What the exercise asks: Your reply should be one number: how many lines of the records below contain the string "pixels".

(Stored items)
● ● ● ● ●

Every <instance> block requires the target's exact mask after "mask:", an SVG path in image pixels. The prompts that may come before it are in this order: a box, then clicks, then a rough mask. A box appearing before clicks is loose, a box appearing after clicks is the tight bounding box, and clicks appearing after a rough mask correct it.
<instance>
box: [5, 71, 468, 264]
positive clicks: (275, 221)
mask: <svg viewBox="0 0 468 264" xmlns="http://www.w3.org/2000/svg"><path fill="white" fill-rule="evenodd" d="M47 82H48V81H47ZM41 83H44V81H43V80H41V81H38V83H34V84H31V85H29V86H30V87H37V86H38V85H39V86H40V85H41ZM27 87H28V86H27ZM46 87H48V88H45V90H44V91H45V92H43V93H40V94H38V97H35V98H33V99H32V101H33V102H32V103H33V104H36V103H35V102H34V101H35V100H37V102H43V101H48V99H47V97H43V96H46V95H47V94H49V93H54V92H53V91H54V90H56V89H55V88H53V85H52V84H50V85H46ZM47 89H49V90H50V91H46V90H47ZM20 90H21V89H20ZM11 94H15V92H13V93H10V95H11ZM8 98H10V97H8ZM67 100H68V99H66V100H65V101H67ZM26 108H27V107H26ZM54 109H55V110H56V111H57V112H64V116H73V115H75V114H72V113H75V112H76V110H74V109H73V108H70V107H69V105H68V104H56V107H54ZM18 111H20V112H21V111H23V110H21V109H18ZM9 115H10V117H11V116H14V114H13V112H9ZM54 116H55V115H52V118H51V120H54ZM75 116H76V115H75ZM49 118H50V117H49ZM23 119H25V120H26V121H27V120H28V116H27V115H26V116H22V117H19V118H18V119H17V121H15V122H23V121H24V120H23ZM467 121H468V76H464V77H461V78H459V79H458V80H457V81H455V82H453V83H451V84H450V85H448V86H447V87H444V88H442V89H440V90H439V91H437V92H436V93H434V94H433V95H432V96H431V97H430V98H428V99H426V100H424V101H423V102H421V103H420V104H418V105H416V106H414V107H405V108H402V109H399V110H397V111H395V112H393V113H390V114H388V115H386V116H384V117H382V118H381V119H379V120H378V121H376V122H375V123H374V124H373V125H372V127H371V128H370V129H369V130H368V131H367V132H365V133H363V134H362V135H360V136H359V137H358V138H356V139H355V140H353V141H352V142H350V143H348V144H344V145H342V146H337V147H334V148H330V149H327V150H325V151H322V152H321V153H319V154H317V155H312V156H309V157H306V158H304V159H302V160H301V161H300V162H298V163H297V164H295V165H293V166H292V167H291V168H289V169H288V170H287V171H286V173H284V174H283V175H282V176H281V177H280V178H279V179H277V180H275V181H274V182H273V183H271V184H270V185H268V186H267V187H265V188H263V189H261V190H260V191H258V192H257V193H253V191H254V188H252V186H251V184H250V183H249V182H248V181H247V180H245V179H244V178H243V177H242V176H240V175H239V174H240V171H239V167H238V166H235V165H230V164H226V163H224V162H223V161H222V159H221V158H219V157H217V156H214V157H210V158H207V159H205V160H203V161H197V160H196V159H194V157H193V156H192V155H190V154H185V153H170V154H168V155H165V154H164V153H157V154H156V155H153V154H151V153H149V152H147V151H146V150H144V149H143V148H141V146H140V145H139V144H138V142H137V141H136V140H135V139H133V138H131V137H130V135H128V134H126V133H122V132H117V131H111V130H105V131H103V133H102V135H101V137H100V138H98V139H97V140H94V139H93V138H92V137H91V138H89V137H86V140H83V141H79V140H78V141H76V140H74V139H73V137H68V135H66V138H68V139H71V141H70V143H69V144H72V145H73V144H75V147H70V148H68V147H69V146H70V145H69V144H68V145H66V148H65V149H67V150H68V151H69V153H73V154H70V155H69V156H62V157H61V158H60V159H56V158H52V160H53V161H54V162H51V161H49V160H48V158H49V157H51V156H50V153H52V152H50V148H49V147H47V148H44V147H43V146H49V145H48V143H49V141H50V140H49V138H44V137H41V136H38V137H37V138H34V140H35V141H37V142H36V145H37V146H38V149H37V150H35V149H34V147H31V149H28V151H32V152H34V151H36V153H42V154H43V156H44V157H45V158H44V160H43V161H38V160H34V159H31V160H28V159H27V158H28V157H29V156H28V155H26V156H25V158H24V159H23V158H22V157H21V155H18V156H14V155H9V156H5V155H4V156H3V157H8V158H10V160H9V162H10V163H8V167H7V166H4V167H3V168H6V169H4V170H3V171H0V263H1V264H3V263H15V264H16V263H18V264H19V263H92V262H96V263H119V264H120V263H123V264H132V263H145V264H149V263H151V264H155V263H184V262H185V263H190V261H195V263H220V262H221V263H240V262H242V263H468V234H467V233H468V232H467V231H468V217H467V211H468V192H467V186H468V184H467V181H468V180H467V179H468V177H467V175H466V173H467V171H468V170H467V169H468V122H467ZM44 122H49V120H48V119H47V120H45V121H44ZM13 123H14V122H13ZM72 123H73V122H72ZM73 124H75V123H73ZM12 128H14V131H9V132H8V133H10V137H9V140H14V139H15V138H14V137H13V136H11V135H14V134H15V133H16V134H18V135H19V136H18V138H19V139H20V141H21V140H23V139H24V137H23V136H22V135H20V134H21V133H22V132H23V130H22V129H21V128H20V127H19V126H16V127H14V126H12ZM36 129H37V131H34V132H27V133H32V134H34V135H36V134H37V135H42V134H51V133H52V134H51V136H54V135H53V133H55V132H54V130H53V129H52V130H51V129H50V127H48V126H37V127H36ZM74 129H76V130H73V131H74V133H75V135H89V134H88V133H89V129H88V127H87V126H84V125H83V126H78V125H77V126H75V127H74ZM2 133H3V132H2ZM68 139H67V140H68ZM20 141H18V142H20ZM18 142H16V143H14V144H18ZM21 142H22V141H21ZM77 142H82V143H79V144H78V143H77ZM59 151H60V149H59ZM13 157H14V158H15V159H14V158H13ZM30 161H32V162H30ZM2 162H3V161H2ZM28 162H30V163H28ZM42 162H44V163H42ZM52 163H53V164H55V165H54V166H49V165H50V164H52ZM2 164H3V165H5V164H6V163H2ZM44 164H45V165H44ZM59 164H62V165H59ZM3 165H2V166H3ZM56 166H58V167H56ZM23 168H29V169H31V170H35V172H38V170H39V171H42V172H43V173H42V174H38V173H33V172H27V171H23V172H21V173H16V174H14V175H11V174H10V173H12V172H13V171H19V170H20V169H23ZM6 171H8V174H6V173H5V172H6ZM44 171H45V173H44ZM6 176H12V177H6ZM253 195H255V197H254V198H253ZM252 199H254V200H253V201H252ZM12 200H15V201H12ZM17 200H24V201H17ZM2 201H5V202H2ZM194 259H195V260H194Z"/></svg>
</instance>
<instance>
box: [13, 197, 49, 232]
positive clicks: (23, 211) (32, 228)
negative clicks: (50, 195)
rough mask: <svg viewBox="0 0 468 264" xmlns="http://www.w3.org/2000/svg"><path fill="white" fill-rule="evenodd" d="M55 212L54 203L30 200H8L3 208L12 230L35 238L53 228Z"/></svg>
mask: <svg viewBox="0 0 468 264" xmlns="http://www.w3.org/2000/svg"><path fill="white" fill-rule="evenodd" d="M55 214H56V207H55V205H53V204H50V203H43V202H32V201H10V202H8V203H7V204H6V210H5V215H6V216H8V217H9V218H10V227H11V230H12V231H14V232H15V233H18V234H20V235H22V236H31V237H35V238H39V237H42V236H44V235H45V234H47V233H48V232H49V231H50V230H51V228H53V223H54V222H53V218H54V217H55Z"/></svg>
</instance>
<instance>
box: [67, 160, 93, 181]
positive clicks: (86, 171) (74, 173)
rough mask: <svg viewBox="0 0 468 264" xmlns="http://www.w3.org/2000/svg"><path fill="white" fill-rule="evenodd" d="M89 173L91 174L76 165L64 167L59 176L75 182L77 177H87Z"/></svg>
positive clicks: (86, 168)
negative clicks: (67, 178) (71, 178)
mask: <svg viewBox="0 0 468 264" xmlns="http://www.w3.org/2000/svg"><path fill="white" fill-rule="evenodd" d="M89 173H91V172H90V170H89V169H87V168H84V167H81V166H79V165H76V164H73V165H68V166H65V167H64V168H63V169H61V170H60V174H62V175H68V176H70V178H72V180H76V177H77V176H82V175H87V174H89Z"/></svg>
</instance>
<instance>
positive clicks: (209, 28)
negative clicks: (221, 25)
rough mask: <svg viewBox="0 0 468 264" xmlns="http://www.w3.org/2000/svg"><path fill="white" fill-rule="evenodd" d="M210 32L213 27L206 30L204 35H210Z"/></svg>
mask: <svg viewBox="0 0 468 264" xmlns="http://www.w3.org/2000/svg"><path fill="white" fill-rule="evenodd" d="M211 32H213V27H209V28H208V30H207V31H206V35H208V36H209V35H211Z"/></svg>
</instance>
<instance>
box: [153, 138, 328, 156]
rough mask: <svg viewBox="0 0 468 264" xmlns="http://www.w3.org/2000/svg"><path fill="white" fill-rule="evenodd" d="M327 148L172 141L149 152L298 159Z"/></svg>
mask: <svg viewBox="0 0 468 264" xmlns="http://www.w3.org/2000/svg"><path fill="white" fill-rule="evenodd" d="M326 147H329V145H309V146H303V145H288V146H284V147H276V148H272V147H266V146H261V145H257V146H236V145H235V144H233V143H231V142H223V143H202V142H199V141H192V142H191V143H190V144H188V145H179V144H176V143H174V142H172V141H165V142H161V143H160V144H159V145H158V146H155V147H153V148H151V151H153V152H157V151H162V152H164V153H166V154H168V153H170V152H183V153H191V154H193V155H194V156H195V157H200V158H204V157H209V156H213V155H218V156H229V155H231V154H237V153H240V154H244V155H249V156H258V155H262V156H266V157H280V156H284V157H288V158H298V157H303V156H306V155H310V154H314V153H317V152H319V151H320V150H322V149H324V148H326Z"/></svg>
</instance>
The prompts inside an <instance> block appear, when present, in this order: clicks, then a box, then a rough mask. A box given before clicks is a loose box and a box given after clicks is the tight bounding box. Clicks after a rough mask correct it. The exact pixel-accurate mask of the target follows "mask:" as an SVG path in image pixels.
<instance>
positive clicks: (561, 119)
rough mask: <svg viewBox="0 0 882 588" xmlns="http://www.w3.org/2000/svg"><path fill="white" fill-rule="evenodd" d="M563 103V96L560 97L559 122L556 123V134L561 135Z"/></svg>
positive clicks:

● ● ● ● ●

Completed exercise: 2